PEDIDO 1:
Segundo o texto sobre a RTP, em que ano é que a RTP perdeu pela primeira vez em audiências contra a SIC?
PEDIDO 2:
Reproduza sem alterações o trecho do texto sobre a RTP que vai desde "Cuidadosamente organizado, o" até "monopólio da RTP.", incluindo estas últimas palavras.

┌─ TEXTO CITADO

Cuidadosamente organizado, o livro é uma viagem de memórias ao melhor dos nossos serões, ou então dos serões dos nossos pais e avôs.
“Eu tenho dificuldades em perceber que os programas de hoje possam deixar tantas memórias como os de antigamente”, diz Gobern, que dedicou uma parte da sua vida à televisão. “Acho que hoje a capacidade de reação, e a capacidade crítica de uma parte dos espetadores é nula”, isto porque os espetadores “olham para a televisão como para a fast food: o que é preciso é comer qualquer coisa”.
A influência da RTP foi indiscutível até, pelo menos, 1995, altura em que perde pela primeira vez em audiências contra a SIC. É celebre o episódio conhecido por “Pato com Laranja”, 12 anos antes do fim do monopólio da RTP.
Na noite de 21 de setembro de 1983, assim que acabou o Telejornal, foi emitido o filme erótico italiano (datado de 1975) no espaço “Noite de Cinema”. Este filme não estava inicialmente previsto, mas acabou por ir para o ar em substituição de outro. Na sua imagem mais ousada, o filme mostrava uma mulher nua, de costas, sentada num sofá, algo que provocou 11 telefonemas de indignação feitos por telespetadores, e que obrigou o então presidente do Conselho de Administração da RTP João Palma Ferreira a pedir que retirassem o filme do ar a meio, ficando a RTP 'a negro' durante largos minutos. O caso levou a um aceso debate parlamentar e acabou com a demissão de João Palma Ferreira. Já o cinema erótico na RTP ficou de fora durante os oito anos seguintes.
Hoje não é difícil ver conteúdos desta natureza numa escala maior e em sinal aberto, como nos reality shows. “A televisão optou por um caminho degradante”, considera João Gobern. “Optou-se pela via do facilitismo”, quando se opta “pelos mesmos formatos de sempre”. E é “uma figura degradante para o espetador, mas também para o apresentador que faz figuras tristes”.
“As pessoas param pontualmente para ver futebol ou param pontualmente para ver um acontecimento com a dimensão de um 11 de setembro”
“Hoje o desnível entre profissionais de televisão é muito maior”, isto porque continuam a existir os grandes profissionais mas surgiram aqueles que “parece que passaram à porta do estúdio e ficaram, não se sabe bem como”.

└─
┌─ EXTRATO DE DADOS

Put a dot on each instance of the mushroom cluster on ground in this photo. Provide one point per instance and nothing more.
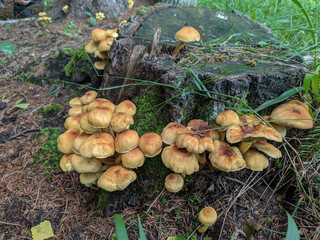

└─

RESPOSTA 1:
Em 1995.

RESPOSTA 2:
Cuidadosamente organizado, o livro é uma viagem de memórias ao melhor dos nossos serões, ou então dos serões dos nossos pais e avôs.
“Eu tenho dificuldades em perceber que os programas de hoje possam deixar tantas memórias como os de antigamente”, diz Gobern, que dedicou uma parte da sua vida à televisão. “Acho que hoje a capacidade de reação, e a capacidade crítica de uma parte dos espetadores é nula”, isto porque os espetadores “olham para a televisão como para a fast food: o que é preciso é comer qualquer coisa”.
A influência da RTP foi indiscutível até, pelo menos, 1995, altura em que perde pela primeira vez em audiências contra a SIC. É celebre o episódio conhecido por “Pato com Laranja”, 12 anos antes do fim do monopólio da RTP.